▶ _INSTRUCTIONS FOR THE TASK_:
Write out the data below word for word, leaving out the pictures.

▶ _PROVIDED ENTRIES_:

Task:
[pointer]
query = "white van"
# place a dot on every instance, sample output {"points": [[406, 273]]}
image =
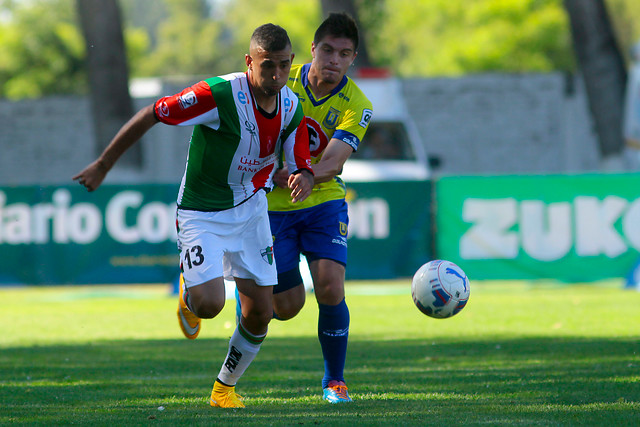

▶ _OUTPUT FOR THIS TASK_:
Task:
[pointer]
query = "white van"
# place a dot on every instance, sample output {"points": [[406, 273]]}
image =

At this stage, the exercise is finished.